Start of Block

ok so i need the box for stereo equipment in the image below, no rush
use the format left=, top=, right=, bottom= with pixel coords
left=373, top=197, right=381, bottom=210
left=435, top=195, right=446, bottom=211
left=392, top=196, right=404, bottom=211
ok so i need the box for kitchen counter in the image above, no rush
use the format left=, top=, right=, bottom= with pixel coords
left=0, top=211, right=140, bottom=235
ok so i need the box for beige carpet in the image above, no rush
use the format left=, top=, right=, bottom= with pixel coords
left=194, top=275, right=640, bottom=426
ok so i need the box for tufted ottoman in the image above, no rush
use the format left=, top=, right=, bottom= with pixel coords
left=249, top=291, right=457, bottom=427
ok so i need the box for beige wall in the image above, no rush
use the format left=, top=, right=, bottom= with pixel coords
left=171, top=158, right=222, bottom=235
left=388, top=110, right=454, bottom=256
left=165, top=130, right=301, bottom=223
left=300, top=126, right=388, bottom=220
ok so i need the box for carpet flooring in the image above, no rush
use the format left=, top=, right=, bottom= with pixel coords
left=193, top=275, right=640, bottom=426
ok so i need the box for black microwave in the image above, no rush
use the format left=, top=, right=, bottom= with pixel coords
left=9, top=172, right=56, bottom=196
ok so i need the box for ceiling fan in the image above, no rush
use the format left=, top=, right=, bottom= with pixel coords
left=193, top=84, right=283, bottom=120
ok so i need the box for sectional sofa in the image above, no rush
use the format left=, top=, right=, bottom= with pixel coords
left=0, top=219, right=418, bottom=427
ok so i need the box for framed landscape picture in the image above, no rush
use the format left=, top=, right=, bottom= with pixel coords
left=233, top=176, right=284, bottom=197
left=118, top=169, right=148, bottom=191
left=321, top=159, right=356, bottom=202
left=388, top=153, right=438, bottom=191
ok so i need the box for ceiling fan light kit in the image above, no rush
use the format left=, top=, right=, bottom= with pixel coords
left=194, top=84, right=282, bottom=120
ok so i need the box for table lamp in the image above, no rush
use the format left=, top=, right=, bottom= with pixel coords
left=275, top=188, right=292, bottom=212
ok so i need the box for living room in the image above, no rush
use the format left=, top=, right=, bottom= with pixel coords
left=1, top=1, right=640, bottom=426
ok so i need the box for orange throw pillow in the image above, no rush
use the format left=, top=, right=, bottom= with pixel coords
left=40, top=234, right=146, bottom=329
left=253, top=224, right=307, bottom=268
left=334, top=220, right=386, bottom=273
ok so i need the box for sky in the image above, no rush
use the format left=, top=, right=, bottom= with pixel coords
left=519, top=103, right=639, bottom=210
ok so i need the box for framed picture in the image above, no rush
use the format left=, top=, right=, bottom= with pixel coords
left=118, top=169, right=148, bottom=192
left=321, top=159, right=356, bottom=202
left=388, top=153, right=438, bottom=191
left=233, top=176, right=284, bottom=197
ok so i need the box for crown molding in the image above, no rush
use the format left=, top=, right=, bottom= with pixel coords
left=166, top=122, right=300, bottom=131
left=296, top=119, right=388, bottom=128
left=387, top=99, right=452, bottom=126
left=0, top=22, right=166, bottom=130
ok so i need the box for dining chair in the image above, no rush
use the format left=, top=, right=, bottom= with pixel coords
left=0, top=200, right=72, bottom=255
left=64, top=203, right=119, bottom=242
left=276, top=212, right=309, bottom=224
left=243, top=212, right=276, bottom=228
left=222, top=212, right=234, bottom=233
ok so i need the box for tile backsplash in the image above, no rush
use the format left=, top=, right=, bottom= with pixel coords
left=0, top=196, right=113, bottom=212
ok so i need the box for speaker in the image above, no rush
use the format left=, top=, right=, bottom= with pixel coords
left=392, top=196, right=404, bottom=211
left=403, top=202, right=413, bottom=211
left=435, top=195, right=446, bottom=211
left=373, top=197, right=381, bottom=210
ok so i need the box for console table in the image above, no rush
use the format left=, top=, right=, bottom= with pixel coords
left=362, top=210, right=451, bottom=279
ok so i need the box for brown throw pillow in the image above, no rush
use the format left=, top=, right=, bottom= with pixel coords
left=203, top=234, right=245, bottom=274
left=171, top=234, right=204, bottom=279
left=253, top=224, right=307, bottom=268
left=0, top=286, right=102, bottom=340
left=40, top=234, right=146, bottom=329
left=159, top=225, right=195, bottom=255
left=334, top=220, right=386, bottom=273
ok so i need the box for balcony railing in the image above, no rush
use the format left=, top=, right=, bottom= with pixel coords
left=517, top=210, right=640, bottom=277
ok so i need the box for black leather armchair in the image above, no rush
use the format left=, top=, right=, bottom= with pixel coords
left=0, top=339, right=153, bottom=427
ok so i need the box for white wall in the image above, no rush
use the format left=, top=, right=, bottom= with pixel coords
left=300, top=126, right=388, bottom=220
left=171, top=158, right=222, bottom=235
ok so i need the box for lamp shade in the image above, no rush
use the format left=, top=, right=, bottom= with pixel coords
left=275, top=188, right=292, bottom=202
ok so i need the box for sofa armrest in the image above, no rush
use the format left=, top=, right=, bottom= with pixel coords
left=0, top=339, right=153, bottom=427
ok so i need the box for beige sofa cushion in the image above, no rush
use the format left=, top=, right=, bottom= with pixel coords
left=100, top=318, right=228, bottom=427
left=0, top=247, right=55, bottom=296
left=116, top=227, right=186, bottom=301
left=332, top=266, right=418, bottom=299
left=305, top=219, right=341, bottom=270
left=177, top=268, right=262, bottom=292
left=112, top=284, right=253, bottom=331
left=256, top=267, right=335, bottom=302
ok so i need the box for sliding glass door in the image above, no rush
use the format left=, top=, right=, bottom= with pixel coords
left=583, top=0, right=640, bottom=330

End of Block

- [Task directions] Scan the entries above for the string "wall" and copy each line containing it.

- [Task answer]
ok so i need the box for beige wall in the image above, no rush
ok so i need the box for white wall in the image above, no rush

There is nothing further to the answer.